··· Dataset extract

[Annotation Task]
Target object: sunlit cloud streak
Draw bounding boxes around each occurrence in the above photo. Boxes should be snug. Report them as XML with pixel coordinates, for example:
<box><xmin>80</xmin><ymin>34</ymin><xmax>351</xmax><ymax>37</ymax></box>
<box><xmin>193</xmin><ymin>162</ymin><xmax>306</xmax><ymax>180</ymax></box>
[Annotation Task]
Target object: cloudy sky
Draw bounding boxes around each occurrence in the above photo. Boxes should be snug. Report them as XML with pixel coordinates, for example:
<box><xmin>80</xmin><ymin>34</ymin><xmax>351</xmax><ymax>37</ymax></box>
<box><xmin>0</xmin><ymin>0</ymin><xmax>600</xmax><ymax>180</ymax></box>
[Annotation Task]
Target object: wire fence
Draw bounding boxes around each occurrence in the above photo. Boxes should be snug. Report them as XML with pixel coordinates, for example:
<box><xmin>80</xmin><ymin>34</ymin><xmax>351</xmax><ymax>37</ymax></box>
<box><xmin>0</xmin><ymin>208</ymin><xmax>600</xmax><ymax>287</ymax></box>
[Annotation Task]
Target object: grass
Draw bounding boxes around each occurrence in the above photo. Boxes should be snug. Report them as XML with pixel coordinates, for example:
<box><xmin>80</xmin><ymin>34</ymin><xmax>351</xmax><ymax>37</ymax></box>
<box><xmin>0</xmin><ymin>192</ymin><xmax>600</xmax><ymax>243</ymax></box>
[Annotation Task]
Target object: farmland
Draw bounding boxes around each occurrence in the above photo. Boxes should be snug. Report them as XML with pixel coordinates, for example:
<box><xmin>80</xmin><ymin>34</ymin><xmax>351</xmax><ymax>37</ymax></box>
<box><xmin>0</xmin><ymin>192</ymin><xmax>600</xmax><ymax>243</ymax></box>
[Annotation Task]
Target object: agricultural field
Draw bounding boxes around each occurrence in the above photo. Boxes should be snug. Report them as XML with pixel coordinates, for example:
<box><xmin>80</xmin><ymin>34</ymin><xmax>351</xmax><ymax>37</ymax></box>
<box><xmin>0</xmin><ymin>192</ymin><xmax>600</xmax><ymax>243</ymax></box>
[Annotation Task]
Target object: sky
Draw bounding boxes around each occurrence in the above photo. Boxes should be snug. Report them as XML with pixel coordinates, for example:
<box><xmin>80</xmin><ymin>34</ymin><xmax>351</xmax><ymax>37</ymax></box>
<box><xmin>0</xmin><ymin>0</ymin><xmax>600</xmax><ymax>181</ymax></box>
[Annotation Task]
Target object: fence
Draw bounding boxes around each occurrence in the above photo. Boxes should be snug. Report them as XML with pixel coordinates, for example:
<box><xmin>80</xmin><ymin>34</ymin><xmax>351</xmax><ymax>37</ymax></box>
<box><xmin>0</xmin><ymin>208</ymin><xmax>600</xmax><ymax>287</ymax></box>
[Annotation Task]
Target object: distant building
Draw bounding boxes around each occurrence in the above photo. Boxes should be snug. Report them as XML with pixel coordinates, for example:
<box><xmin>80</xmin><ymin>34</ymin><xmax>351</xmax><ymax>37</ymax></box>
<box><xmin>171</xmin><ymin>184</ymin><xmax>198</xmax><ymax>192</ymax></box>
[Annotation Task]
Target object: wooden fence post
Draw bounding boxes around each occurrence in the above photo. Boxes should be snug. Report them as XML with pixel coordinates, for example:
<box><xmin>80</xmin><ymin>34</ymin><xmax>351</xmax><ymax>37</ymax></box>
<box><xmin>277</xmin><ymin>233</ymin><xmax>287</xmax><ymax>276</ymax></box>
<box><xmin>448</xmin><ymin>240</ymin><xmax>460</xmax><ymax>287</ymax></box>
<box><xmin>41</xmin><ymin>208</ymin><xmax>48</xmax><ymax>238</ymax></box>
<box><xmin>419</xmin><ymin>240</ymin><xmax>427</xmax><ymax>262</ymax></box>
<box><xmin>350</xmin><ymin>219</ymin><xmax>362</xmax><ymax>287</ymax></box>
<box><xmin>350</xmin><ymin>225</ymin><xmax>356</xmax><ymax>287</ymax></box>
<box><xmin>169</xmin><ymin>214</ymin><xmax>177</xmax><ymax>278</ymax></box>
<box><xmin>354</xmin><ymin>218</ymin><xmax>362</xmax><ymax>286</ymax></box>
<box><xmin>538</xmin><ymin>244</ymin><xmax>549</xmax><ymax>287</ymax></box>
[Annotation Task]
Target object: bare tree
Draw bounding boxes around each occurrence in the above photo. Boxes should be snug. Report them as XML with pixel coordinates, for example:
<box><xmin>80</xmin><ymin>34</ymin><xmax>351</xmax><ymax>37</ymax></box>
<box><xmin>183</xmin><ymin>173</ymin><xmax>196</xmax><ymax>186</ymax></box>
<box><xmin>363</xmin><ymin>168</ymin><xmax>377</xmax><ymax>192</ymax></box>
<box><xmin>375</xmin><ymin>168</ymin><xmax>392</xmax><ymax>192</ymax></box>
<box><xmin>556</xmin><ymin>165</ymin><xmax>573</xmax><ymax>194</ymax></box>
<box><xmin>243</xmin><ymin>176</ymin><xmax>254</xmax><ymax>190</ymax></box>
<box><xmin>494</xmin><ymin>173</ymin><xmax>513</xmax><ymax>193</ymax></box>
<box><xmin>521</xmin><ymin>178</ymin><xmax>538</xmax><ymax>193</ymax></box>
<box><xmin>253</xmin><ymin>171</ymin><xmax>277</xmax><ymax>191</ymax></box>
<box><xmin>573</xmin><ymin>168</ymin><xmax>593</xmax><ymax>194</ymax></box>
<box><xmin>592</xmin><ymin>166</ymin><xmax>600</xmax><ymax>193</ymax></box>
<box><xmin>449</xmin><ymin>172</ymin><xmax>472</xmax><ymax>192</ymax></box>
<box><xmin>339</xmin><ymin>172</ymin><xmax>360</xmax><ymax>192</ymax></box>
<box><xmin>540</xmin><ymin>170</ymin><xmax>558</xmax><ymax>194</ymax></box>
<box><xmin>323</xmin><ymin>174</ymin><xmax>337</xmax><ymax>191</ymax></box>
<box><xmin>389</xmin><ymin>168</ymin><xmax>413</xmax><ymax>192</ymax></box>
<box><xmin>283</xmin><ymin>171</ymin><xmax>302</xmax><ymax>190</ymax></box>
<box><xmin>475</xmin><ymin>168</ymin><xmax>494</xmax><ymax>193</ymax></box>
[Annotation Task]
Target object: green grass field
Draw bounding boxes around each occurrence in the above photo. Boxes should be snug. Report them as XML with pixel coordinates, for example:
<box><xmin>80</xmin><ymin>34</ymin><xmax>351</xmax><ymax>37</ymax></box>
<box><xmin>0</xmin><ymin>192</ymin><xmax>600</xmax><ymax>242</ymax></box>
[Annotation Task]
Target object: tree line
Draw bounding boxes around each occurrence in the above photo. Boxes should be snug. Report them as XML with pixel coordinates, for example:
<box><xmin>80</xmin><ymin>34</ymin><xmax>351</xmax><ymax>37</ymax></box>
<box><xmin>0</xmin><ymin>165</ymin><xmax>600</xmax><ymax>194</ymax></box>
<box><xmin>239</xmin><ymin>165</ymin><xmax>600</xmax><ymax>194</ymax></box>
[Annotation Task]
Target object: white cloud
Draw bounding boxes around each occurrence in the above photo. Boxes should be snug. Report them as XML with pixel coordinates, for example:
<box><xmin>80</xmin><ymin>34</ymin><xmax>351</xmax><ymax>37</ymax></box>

······

#### What is expected:
List each line of the records that contains the string "fence".

#### Final answer:
Target object: wire fence
Target object: fence
Target object: wooden fence post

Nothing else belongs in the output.